:: Stored items from a collection ::
** begin **
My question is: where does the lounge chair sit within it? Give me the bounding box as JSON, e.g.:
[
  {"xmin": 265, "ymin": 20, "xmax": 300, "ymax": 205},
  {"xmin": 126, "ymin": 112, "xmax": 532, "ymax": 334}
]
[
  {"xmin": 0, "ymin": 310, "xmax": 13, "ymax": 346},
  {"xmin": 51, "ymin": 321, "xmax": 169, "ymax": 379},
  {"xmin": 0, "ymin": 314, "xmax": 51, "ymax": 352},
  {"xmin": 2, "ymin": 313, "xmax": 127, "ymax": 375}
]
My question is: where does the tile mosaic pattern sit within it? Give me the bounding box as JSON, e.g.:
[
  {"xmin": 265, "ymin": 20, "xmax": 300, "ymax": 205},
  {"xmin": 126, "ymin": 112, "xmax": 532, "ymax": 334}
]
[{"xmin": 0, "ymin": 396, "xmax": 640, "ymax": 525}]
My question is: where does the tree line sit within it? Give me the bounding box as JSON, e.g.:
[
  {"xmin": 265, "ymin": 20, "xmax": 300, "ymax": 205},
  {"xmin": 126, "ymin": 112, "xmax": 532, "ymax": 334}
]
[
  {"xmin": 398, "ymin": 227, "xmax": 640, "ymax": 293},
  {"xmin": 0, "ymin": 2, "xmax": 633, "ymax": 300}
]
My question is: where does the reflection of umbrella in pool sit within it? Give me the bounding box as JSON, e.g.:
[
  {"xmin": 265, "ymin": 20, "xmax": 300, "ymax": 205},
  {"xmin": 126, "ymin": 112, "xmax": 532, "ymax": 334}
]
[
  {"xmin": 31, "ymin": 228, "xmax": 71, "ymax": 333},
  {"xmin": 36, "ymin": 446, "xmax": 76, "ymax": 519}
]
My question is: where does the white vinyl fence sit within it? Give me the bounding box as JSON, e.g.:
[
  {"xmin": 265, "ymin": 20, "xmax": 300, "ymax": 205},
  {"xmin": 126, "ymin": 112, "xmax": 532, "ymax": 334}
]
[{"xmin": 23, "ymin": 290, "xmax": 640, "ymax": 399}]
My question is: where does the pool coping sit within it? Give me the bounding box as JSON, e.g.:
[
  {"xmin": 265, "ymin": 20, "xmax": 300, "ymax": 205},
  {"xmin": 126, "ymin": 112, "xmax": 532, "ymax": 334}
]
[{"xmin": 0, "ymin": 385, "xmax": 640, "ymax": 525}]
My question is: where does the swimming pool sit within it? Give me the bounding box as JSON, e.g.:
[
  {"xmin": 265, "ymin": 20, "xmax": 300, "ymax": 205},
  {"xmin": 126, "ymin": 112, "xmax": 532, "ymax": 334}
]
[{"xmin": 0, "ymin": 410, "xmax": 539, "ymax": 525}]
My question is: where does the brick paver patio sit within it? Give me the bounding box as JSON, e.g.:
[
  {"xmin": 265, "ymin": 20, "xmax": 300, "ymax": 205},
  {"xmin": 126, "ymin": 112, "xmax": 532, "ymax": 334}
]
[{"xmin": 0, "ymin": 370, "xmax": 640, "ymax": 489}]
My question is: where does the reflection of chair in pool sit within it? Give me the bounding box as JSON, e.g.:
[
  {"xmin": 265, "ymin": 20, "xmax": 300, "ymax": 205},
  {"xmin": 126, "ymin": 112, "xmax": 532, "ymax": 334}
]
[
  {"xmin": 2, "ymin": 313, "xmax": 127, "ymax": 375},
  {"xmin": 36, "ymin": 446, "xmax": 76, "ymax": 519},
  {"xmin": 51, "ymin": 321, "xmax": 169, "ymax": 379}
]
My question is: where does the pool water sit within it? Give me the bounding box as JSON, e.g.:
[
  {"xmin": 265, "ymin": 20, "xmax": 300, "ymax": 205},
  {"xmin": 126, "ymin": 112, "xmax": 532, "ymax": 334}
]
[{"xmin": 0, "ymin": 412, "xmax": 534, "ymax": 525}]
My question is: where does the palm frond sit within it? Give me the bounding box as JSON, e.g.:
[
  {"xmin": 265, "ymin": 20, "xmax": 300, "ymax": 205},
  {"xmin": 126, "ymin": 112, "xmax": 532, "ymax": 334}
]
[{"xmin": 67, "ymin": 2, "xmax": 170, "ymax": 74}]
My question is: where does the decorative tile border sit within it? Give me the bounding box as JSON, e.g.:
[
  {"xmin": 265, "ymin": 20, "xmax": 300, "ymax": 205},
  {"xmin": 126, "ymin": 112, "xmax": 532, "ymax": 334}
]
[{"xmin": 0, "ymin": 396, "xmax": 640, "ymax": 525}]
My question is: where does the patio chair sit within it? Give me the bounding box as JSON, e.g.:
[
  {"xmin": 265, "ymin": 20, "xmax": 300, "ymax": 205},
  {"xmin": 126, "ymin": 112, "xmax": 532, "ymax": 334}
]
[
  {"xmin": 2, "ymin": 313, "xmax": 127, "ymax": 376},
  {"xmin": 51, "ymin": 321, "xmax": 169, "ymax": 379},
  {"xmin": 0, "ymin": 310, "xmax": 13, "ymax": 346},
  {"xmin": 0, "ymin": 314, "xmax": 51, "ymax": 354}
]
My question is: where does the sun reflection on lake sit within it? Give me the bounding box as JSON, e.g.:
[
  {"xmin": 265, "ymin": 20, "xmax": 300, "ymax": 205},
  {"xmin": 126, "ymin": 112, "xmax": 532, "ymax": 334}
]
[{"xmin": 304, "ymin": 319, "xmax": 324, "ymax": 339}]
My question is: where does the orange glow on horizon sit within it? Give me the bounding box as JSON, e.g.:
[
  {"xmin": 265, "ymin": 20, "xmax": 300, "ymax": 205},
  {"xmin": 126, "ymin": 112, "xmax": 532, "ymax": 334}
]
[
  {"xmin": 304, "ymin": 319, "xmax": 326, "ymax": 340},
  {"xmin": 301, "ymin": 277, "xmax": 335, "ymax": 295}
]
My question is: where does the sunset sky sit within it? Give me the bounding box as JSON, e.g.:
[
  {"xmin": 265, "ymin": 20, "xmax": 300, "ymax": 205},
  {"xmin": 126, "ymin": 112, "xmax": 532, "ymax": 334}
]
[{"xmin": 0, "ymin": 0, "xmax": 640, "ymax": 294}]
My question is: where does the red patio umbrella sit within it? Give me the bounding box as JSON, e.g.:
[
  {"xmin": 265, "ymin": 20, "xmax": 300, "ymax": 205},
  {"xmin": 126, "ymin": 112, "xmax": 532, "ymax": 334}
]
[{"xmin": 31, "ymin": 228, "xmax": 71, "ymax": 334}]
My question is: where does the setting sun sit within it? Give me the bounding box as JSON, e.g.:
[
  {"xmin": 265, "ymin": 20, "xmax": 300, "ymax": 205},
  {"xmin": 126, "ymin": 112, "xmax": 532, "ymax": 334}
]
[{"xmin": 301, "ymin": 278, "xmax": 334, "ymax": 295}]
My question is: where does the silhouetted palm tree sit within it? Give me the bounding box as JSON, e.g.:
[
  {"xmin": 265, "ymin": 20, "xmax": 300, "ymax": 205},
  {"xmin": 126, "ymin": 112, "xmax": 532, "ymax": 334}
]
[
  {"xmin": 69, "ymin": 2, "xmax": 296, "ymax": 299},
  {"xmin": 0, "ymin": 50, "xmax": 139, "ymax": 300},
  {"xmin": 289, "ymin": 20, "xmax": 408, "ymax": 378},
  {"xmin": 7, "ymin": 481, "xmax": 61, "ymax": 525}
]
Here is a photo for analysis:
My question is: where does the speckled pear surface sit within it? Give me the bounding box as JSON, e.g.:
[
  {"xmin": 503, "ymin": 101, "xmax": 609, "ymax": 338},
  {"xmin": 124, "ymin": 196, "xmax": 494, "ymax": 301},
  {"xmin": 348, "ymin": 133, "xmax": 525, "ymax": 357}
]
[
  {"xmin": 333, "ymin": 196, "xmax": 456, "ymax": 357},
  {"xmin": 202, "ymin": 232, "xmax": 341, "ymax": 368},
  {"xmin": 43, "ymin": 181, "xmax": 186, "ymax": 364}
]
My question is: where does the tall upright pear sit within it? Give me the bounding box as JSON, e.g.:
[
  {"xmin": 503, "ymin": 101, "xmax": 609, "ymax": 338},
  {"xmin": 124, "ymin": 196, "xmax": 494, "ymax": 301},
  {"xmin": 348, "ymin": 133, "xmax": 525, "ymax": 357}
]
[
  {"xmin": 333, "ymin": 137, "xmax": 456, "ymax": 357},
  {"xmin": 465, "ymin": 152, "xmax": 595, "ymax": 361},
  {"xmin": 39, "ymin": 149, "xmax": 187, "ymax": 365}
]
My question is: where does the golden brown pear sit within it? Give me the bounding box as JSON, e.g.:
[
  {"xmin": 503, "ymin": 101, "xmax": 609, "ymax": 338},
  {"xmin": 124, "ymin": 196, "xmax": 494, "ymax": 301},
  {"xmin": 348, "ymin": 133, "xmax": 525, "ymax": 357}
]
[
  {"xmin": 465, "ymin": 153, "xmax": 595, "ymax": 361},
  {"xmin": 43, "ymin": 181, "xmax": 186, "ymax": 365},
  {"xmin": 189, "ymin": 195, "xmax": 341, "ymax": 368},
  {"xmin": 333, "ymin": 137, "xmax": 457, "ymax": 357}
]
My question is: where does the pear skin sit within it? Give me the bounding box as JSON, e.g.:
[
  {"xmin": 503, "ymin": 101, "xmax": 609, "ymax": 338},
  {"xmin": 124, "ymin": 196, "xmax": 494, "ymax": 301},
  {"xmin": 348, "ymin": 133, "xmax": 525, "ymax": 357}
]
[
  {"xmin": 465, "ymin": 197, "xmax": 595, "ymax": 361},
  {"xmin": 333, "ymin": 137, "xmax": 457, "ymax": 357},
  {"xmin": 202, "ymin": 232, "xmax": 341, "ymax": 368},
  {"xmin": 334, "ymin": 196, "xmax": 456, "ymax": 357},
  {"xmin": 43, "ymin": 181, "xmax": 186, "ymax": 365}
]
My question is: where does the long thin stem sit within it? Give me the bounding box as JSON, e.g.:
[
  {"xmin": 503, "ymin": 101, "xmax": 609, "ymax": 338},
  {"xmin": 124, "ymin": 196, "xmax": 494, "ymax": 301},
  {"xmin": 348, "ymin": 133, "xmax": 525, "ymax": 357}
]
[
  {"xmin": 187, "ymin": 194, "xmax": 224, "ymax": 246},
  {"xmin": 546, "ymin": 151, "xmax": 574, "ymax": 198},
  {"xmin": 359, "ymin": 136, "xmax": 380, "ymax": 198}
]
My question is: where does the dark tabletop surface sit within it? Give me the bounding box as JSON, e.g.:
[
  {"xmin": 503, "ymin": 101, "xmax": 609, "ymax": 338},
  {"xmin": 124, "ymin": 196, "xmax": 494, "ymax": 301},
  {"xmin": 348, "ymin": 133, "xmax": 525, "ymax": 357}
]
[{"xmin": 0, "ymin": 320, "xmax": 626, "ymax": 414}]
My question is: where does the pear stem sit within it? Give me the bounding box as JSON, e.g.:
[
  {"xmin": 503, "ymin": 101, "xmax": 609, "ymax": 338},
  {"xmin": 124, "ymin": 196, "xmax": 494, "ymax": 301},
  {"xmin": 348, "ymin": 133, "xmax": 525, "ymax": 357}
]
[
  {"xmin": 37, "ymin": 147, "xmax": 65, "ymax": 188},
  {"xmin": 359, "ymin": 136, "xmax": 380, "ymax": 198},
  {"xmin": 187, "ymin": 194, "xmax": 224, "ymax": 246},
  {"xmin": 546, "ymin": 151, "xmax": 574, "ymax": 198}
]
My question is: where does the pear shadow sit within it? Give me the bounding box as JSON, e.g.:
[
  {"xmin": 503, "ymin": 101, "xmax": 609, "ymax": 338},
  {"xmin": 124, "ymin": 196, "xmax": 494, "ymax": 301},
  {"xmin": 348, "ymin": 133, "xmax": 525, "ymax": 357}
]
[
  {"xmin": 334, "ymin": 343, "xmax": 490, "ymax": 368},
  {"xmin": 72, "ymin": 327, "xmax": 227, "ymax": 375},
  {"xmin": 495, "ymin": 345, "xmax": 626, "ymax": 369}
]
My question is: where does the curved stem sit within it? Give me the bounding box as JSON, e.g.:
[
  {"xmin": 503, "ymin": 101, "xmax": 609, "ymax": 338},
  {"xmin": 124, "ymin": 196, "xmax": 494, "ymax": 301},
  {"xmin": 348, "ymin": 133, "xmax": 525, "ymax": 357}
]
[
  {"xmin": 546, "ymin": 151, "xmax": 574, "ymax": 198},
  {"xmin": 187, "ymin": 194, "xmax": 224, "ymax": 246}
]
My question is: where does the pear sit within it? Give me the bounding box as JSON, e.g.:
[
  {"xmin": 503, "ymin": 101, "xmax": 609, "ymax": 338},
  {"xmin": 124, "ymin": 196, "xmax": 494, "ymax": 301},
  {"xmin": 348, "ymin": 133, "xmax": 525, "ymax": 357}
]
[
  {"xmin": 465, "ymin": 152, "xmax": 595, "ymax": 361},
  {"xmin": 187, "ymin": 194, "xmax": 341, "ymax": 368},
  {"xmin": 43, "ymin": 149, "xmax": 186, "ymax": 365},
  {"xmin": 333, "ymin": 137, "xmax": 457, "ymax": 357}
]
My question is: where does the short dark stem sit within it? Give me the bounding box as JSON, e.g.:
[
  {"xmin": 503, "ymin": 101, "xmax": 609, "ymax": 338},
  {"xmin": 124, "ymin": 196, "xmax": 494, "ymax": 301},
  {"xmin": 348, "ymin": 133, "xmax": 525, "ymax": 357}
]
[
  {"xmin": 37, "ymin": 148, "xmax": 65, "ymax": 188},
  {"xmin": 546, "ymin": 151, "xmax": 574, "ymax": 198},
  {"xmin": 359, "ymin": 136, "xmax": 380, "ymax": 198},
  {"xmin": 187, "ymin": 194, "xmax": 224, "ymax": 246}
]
** end **
Please pick out every line in the material above that contains the word "reflection" and copy each of those lines in full.

:: Problem solution ::
My question is: where does the reflection of umbrella in pool sit within it? Give me the bounding box as JSON, e.g.:
My question is: where does the reflection of chair in pool sit within it? Give me the bounding box as JSON, e.g.:
My question is: where does the sun reflection on lake sit within it? Give me the bounding box as JSON, e.g.:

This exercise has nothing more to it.